====== RECORDS SHOWN

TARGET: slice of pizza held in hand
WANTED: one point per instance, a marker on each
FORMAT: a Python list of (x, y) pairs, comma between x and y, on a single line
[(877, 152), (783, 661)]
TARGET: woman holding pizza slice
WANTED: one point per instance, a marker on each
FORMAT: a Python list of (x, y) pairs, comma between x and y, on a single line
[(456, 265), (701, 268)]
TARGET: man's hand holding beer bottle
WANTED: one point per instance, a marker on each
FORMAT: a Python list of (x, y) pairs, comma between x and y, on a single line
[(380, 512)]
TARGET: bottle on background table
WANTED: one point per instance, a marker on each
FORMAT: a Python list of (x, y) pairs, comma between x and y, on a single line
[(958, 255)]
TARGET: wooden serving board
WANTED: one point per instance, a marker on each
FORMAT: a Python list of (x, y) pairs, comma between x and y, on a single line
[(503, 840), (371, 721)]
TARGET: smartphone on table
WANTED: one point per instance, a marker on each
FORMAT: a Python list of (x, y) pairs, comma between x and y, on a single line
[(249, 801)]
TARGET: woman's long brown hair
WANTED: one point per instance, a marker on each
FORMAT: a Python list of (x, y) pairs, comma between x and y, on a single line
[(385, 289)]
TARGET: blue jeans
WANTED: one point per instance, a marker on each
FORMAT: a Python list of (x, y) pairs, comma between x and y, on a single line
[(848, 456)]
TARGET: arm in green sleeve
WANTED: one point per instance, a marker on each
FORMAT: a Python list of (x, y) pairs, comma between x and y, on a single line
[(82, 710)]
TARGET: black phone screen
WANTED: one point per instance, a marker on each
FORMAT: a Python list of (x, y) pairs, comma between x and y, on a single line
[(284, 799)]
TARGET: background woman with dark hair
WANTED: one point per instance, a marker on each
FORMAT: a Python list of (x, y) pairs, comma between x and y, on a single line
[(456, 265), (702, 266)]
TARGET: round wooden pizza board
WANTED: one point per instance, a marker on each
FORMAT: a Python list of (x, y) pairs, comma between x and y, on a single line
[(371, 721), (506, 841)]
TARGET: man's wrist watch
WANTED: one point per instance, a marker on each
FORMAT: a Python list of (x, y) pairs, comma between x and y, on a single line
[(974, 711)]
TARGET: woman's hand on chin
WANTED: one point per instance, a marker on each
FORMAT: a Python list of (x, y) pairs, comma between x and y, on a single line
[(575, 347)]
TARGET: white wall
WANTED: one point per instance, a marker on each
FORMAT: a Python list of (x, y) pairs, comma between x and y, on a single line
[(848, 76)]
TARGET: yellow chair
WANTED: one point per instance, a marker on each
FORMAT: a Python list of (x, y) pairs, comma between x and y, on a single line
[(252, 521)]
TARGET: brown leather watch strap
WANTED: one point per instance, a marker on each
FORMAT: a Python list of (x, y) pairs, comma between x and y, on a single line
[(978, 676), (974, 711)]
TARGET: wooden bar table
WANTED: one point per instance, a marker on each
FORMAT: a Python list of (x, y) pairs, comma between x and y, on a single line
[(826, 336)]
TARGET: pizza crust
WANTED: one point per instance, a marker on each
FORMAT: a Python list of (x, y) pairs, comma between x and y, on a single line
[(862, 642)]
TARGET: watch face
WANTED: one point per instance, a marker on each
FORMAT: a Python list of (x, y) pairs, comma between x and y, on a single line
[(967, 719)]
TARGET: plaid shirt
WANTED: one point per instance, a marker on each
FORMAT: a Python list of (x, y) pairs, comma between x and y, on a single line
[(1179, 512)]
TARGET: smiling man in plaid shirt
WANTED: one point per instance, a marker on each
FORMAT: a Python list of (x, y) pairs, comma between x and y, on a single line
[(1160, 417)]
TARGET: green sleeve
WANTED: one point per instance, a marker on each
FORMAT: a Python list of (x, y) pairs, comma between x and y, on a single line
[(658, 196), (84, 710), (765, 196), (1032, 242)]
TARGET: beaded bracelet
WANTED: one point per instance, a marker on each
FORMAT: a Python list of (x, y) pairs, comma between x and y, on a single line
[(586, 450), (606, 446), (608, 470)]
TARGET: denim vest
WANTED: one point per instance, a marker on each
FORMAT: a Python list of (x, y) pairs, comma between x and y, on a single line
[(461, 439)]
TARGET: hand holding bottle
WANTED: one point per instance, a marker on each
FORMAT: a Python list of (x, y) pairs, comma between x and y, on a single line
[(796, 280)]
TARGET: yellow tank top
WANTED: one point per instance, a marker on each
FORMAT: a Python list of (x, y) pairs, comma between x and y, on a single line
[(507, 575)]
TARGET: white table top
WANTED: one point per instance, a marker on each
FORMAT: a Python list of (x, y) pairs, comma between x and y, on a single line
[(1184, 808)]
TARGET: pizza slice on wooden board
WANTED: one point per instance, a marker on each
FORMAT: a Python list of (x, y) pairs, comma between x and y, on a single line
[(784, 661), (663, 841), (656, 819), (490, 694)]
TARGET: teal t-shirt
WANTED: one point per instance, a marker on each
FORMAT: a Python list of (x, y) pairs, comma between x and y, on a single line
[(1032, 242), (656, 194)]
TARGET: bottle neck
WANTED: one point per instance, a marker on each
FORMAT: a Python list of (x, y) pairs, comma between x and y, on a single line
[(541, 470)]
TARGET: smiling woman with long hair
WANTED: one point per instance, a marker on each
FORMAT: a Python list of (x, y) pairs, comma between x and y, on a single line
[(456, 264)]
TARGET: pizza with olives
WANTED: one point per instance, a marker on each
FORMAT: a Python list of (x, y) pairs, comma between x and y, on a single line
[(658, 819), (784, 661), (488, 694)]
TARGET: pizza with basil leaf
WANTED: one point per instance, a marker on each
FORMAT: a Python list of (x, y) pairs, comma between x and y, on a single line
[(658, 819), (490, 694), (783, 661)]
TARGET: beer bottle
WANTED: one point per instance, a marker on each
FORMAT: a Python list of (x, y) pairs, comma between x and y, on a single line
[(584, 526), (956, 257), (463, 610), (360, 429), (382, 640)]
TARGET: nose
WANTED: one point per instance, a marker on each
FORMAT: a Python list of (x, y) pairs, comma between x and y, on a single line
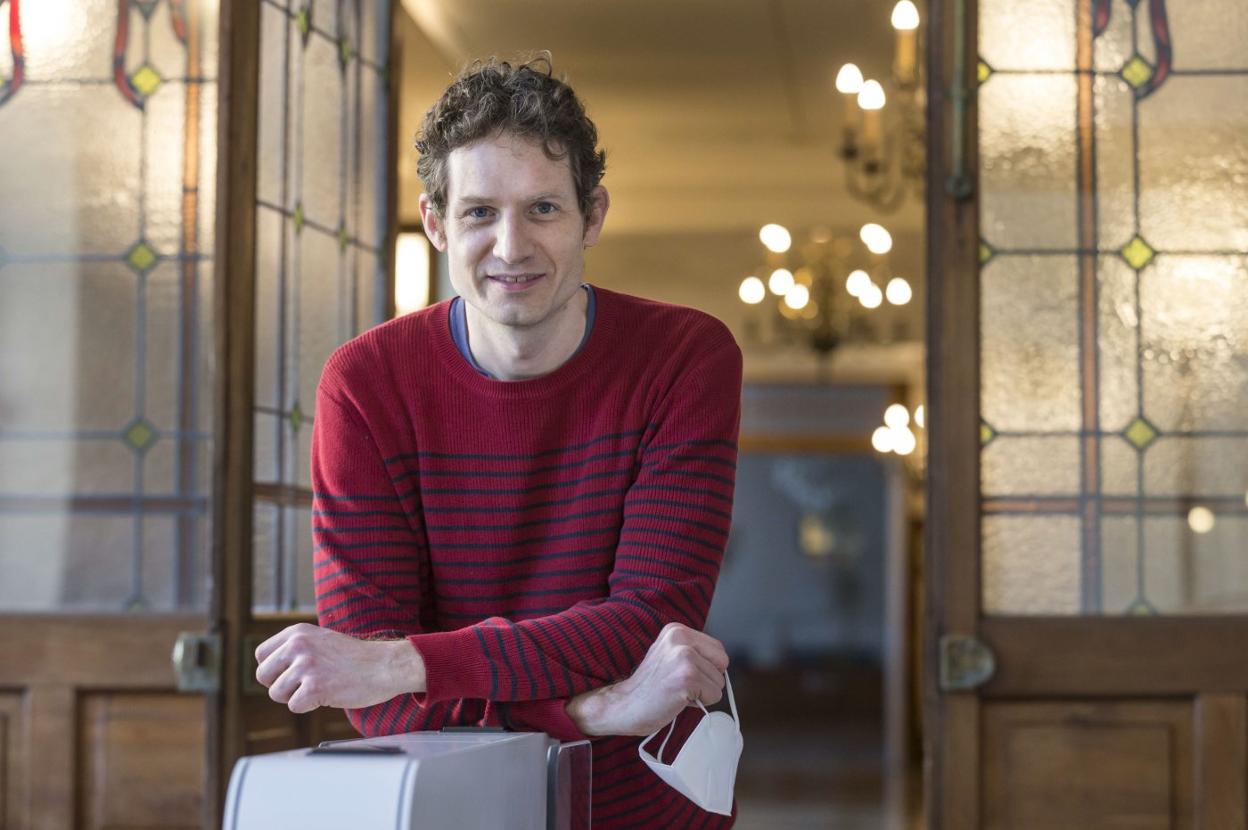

============

(WHAT THE EXERCISE ASKS) Rewrite the material above, changing every "a marker on each" to "a dot on each" and leaving everything else as it stands. Omit the pictures from your version.

(OUTPUT OF THE EXERCISE)
TARGET: slice of pizza held in hand
WANTED: one point per instance, a dot on each
FORMAT: a Python list of (x, y) pairs, comma between x and y, on a single line
[(877, 152), (783, 661)]
TARGET: woman holding pizza slice
WANTED: one point per instance, a dot on each
FORMAT: a Python list of (x, y) pairs, comma between x and y, on a single line
[(456, 265), (701, 268)]
TARGET: man's hand holding beer bottle
WANTED: one point per instance, a dot on each
FORMAT: a Python list of (x, y) pairs, comma between x and y, on a single line
[(380, 512)]
TARGET: bottle on background table
WANTED: one point per instance, a dot on each
FORMAT: a Python list of (x, y) pairs, comma between x and y, on a single line
[(958, 255)]
TARGET: wooden serving board
WANTED: one point per instance, a dot on each
FORMAT: a Python list of (x, y) pairs, comma between x and y, on a single line
[(503, 840), (371, 721)]
TARGET: smartphone on table
WANTED: one point per instance, a dot on each
FORMAT: a Python list of (x, y) pairs, comma between x and y, on a single line
[(249, 801)]
TARGET: woman's long brown hair
WANTED: one point per instance, a dot on each
FORMAT: a Python list of (x, y) pairs, comma between x and y, on a single line
[(385, 289)]
TARGET: blue jeans
WANTED: one point per instance, a dot on each
FORMAT: a Python list of (x, y) pairs, comma between x and y, on a single line
[(848, 456)]
TARGET: arm in green sleeve
WANTED: one point per instance, a dot on each
FORMAT: a Python list of (x, y) pairs, comma between x and y, on a single line
[(82, 710)]
TARGET: black phone screen
WANTED: one point per instance, a dot on each
FORMAT: a Python list of (x, y) pairs, comma between x and y, on a single line
[(284, 799)]
TARGET: background woman with dark hair
WANTED: one point per instance, a dot on each
FORMAT: a Python list of (x, y) pairs, comma between x and y, on a single line
[(456, 265), (702, 266)]
TARGET: round wooden pizza board
WANTED: one point per instance, a dot on each
FORMAT: a Python list of (x, y) pairs, comma between x and y, on a single line
[(371, 721), (506, 841)]
TARGET: man's wrist watch
WANTED: one point per instance, a dot on each
FORMAT: a Python list of (x, y) pairs, comma between x and y, on a single line
[(974, 711)]
TARGET: woman's hand on chin
WANTED: one point per instance, a dot on each
FORMAT: a Python list of (x, y) pairs, comma between x and y, on a single line
[(575, 347)]
TARGET: white wall
WANTED: one point per instance, a dot on each
FORMAT: a Python list of (x, y) pairs, comma between x and y, on a single line
[(848, 76)]
TARGET: yellow chair
WANTED: one point per instance, a dot on each
FORMAT: a Python list of (x, y) pairs, comma between x and y, on a single line
[(252, 521)]
TARGET: brown leather watch strap
WANTED: one point per instance, a dot on each
FORMAT: a Python list of (x, y) pairs, comma between x and y, on a single line
[(978, 676), (974, 711)]
TARGET: wooden bar table
WANTED: one point per instance, a dot on each
FORMAT: a Python list of (x, y) pairs, comma between x and y, on a single line
[(826, 336)]
TARGET: pizza crust
WANTED: one point per instance, a dot on each
FORMAT: a Python list of (x, y) pairs, comma between x and y, on a single line
[(862, 642)]
TARGET: watch face
WANTED: one point per instance, a dot on each
FORMAT: a Python list of (x, y) pairs, comma between x and y, on a single line
[(967, 719)]
TARGET: plaid shirt
WANTED: one point per instance, a dot on each
FORMAT: a Python list of (x, y) pairs, comma between x and y, on a single line
[(1179, 512)]
TARGET: smiling man in plaid shirt
WANTED: one point per instance, a dot on each
FORMAT: a Python list of (x, y) pairs, comma between x and y, on a single line
[(1160, 417)]
TARGET: green sleeve
WANTED: one point per instance, a dot on each
FORMAT: a Python list of (x, y) pairs, comma between x and y, on a single line
[(658, 196), (84, 710), (765, 196), (1032, 242)]
TARGET: beaded bracelet
WANTED: one point per instance, a dot on each
FORMAT: a Python list of (x, y) pairs, comma between x and y, on a single line
[(586, 450), (606, 446), (608, 470)]
TARGET: denim vest
WANTED: one point per instance, a dot on each
FORMAT: a Python list of (x, y) pairs, comma between x and y, on a single line
[(461, 439)]
TARGET: hand holding bottle
WANTED: one point per instance, a dot on each
FORMAT: a Python list of (x, y) pairs, comma between x and y, on a single line
[(796, 280)]
TARGET: yellow tank top
WANTED: one point per instance, a dot on each
FORMAT: a Python list of (x, y) pairs, comma between x and y, on a single line
[(507, 575)]
TARGET: white table top
WANTED: one point per instance, a dot on each
FORMAT: a Python list of (x, y) pairs, comma between x and y, on a single line
[(1184, 808)]
TARGET: pizza slice on wooden board
WANTED: one point per instance, a dot on each
FORMAT: a Python list of (x, y) pairs, comma between x and y, on a single line
[(784, 661), (663, 841), (656, 819), (490, 694)]
TARGET: teal t-shirt
WANTED: one point per instance, a dot on each
FORMAT: a Python list of (x, y) pairs, comma between x and y, on a single line
[(1032, 242), (656, 194)]
TARGET: bottle neck
WANTED: one point per instance, a dot on each
FORMAT: a Python list of (x, y) pairs, comma between x and y, on a single line
[(541, 470)]
TARGET: smiling woman with long hair
WANTED: one point per instance, a dot on each
FORMAT: a Python list of (x, y) pairs, comma between x and y, on a single line
[(456, 264)]
TARGET: pizza with olives
WANTED: one point per instance, a dot on each
FORMAT: a Python list of (x, y) pairs, comma between x and y, on a single line
[(658, 819), (784, 661), (488, 694)]
TARGET: pizza with basil leaf
WANTED: one point per instance, a dot on each
FORMAT: a Python list of (x, y) pairs, comma between x and y, on a single line
[(658, 819), (490, 694), (783, 661)]
TARGET: beer bottle
WANTED: one point per instance, a dot on each
FORMAT: a Python list of (x, y) pairs, comma between x and y, on a single line
[(584, 526), (956, 257), (463, 610), (360, 429), (382, 640)]
TARGET: nose
WANTED: one point per instance, a dot on each
FORMAT: a Python list of (x, y) pairs, comma between x and y, on a single line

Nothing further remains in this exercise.